Data shown START
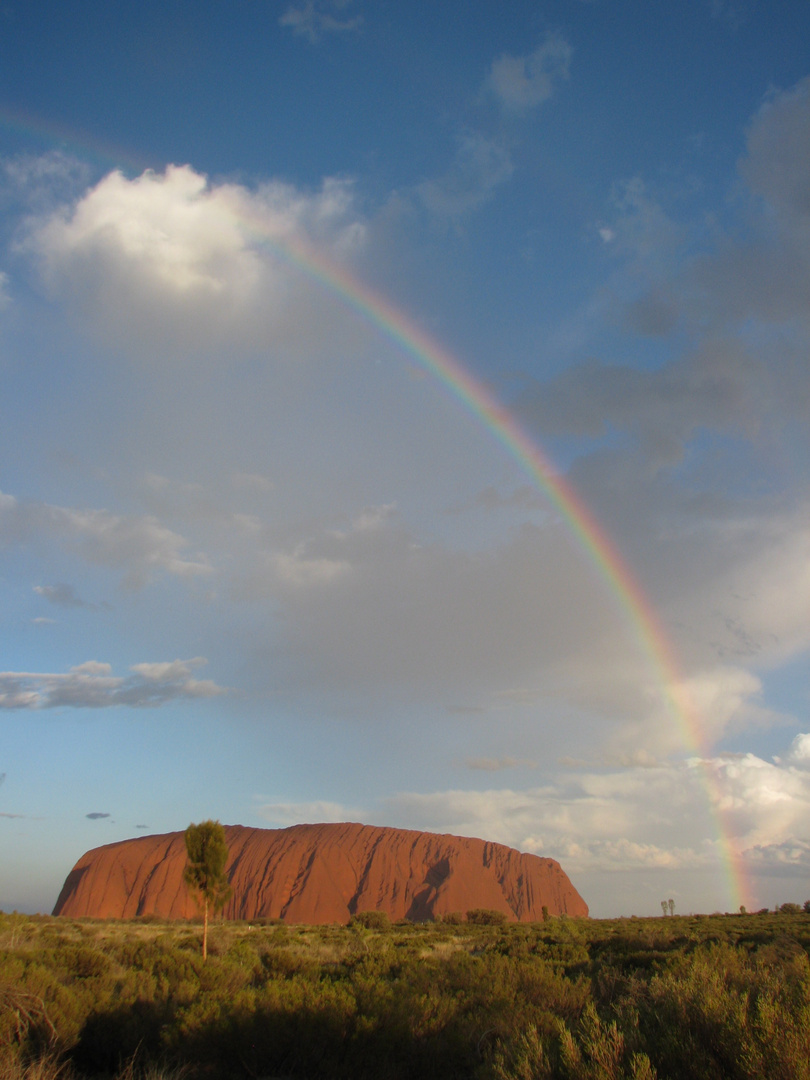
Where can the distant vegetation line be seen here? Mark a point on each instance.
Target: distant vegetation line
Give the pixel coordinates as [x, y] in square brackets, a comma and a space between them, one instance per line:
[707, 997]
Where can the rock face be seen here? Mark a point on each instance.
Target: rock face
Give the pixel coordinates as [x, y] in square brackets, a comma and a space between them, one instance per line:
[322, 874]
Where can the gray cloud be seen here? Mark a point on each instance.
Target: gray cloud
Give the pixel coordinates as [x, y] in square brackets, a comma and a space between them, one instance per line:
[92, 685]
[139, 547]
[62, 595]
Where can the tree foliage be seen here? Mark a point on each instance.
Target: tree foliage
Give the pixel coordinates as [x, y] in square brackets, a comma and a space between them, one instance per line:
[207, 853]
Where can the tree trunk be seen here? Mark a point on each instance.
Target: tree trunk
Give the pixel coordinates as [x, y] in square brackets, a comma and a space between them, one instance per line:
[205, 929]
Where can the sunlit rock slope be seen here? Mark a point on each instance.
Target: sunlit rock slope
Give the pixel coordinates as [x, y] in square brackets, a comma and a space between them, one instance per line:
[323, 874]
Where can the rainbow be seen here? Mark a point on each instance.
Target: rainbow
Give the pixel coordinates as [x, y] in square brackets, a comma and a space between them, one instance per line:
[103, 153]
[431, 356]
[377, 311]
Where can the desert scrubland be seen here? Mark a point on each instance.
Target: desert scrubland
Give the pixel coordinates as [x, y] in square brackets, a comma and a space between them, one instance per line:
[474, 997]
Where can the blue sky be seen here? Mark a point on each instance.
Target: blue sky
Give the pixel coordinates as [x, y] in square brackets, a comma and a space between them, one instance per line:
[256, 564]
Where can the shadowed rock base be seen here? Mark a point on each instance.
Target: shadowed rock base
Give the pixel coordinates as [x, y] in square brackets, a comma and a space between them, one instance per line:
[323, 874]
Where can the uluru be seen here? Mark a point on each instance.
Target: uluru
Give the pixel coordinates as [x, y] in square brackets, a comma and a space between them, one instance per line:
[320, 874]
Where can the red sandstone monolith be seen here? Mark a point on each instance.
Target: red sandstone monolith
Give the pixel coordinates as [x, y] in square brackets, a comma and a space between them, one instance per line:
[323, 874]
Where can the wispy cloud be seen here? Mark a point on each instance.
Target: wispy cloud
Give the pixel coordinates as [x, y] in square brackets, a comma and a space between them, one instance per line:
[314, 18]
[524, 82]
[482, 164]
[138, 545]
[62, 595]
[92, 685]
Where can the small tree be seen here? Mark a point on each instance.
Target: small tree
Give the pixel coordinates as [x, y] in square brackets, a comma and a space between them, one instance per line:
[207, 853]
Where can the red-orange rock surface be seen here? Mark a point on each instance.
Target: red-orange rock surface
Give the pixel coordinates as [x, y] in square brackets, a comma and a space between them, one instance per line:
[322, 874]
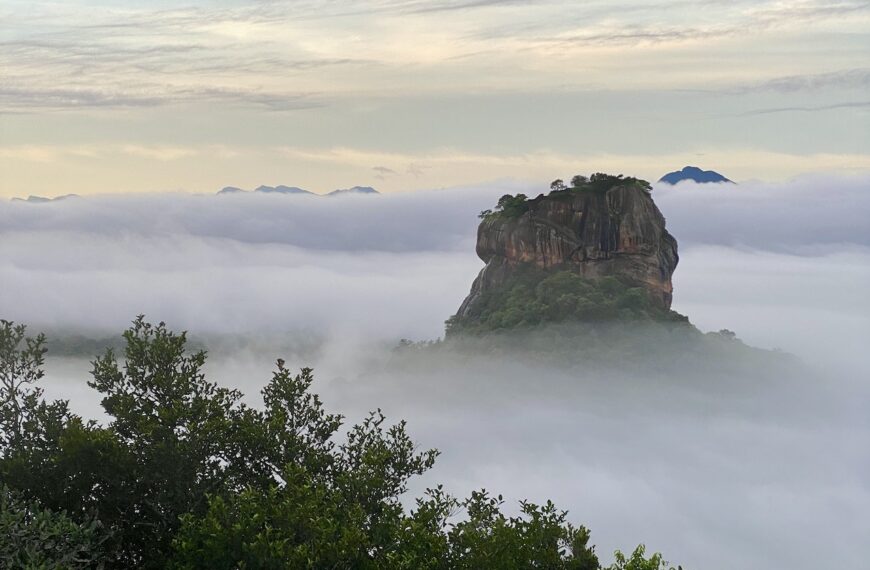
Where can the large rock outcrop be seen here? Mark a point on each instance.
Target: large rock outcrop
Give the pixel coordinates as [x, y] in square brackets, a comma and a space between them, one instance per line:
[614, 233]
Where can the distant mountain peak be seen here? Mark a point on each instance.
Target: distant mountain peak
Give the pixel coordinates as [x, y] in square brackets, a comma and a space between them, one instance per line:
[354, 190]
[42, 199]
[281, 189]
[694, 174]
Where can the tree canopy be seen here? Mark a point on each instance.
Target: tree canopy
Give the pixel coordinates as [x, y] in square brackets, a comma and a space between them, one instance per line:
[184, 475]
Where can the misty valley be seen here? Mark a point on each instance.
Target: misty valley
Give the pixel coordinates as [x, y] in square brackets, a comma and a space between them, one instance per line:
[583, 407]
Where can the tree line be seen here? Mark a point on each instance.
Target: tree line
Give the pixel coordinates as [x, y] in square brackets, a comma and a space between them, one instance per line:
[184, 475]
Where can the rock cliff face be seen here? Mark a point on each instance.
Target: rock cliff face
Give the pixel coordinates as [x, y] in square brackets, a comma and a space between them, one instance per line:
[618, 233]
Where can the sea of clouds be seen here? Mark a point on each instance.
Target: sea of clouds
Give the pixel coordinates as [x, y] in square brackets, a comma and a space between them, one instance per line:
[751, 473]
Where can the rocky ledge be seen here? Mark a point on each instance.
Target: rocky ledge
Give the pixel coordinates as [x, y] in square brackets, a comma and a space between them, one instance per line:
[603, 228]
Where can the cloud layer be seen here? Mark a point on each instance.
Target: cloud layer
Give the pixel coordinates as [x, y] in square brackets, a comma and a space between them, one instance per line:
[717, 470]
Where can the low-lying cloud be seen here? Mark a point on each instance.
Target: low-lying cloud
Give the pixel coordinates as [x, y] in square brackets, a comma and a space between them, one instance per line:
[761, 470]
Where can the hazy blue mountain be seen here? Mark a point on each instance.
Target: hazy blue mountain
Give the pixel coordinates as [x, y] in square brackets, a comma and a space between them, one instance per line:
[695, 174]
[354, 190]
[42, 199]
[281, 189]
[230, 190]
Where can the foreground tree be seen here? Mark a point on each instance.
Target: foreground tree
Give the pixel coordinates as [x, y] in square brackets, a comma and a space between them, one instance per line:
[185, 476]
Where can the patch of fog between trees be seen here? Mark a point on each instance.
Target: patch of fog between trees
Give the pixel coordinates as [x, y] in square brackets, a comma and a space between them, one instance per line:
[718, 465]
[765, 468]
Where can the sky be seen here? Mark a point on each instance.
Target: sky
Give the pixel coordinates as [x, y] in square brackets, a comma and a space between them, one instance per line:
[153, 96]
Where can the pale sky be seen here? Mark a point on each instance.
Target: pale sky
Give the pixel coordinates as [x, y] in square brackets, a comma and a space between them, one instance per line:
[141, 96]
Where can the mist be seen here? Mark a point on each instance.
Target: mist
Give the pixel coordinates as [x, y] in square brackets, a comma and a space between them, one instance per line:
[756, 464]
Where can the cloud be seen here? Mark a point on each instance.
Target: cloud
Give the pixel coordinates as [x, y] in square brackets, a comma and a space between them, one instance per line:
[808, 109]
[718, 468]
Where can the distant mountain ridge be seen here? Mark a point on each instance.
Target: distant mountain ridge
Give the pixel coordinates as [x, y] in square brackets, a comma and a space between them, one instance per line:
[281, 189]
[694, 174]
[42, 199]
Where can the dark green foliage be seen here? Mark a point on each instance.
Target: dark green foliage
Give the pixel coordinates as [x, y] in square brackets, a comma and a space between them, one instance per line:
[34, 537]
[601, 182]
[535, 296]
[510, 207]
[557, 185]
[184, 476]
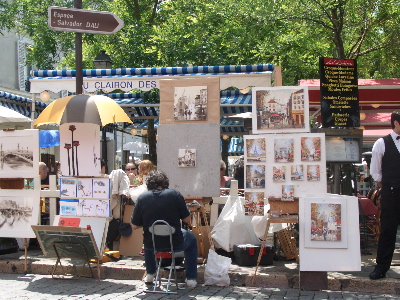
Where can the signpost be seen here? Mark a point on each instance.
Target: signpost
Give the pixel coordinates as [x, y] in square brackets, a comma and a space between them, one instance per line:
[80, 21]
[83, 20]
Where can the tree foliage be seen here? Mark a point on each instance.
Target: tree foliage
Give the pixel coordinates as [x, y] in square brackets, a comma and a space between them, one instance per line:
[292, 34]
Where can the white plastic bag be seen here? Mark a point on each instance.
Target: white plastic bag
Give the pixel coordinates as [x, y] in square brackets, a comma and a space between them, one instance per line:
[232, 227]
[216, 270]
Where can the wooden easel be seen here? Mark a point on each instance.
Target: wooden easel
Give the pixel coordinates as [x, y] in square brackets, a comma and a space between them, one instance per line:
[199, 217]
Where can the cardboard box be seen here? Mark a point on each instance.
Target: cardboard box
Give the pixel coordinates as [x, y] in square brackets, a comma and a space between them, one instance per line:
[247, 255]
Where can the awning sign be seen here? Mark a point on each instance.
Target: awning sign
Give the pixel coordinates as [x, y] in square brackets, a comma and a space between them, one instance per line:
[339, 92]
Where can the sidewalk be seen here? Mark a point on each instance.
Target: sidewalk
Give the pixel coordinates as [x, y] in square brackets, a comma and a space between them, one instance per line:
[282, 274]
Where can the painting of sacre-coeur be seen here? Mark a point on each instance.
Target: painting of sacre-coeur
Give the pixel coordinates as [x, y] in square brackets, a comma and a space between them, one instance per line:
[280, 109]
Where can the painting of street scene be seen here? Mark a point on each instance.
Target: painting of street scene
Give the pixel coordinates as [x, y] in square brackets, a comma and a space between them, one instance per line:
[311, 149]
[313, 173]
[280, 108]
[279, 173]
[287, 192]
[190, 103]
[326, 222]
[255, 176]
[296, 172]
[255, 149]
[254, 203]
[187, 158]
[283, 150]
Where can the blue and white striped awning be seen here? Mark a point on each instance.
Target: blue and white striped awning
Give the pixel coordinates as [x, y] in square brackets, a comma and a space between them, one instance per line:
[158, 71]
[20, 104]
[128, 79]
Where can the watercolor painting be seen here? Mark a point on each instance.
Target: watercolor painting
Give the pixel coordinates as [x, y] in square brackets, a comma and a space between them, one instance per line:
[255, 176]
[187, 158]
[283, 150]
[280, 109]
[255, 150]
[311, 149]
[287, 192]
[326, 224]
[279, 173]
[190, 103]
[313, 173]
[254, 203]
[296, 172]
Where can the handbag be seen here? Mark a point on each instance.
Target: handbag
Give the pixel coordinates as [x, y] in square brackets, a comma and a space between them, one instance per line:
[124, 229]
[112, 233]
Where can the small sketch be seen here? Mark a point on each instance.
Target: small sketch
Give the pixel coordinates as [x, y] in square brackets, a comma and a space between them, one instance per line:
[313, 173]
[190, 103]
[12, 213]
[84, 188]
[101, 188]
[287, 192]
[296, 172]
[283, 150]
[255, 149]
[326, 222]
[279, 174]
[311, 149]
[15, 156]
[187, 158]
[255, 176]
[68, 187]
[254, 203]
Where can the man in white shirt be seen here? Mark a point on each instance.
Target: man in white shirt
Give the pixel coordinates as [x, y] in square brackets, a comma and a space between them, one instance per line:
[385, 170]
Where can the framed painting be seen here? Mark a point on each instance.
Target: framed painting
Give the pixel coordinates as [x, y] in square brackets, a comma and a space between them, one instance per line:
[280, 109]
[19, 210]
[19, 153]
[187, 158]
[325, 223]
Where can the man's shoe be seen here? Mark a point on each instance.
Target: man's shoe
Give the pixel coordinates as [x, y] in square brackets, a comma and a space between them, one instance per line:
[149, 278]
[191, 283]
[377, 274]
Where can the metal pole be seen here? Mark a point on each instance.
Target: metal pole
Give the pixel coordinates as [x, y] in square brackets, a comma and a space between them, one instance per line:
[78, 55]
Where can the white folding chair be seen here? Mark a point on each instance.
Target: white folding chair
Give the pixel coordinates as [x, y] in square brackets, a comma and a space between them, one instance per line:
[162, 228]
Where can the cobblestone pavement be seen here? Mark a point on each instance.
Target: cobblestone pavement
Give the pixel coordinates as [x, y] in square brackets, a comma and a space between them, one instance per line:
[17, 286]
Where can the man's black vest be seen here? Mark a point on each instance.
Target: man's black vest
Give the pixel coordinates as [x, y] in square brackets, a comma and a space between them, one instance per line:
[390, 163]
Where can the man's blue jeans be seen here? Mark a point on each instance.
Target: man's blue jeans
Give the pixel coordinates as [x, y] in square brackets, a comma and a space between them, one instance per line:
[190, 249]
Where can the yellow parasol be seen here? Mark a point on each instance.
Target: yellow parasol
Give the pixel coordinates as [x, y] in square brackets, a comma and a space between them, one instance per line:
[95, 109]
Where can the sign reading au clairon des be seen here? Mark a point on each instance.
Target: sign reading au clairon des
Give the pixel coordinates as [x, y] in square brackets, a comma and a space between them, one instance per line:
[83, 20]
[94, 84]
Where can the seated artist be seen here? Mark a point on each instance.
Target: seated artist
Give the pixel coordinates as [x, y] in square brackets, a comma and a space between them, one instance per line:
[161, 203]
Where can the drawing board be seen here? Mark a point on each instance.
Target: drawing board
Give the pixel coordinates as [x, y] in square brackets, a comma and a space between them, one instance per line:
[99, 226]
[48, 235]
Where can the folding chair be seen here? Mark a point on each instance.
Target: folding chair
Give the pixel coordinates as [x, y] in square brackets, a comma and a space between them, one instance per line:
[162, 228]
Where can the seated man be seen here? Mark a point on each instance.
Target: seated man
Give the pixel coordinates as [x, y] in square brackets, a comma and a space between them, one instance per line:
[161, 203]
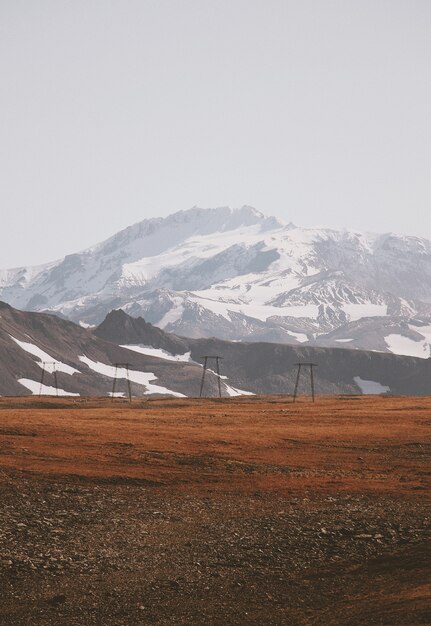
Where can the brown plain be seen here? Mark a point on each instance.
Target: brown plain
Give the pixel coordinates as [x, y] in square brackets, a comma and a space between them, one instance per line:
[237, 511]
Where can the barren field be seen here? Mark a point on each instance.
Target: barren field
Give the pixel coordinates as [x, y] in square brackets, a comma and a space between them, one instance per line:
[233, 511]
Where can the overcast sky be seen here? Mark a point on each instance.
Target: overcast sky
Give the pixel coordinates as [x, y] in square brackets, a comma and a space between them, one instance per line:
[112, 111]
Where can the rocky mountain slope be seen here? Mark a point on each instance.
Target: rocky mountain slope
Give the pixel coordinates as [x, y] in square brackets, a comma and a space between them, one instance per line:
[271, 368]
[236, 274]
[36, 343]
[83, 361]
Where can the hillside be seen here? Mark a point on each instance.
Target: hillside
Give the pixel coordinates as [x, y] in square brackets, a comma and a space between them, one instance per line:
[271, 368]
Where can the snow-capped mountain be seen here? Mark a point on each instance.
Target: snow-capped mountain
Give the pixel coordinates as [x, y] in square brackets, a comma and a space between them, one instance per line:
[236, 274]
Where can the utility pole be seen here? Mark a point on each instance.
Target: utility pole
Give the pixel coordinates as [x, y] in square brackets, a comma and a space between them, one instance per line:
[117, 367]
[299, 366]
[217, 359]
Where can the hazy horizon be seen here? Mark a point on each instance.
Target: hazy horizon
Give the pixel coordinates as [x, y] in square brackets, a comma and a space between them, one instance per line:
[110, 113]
Data shown END
Assignment
The lines to write out are those from the first line of the listing above through the line bearing "Target: tree trunk", both included, copied exactly with pictures dropped.

Task answer
Where can the distant vegetation line be seen here? Mark a point on each instance.
Target: distant vegetation line
Give the pixel coordinates as [x, y] in square brackets, a comma and a space between them, one instance per line:
[707, 997]
Where can the rock face be seen here? Mark a point on each instance.
Target: rock face
Give the pixel coordinates as [x, y] in square brackets, a comma and a space between them, one instance per line:
[322, 874]
Where can the gray cloud be seen here? Mark a point on each instance.
Target: gray cloud
Give the pixel coordinates as [x, y] in square brackets, a comma and a space between them, one instance per line:
[92, 685]
[139, 547]
[62, 595]
Where can the tree foliage be seen here? Mark a point on each instance.
Target: tree foliage
Give the pixel coordinates as [x, y] in square brackets, a comma and a space between them, one instance per line:
[207, 853]
Where can the tree trunk be seen here? Mark a point on each instance.
Target: tree trunk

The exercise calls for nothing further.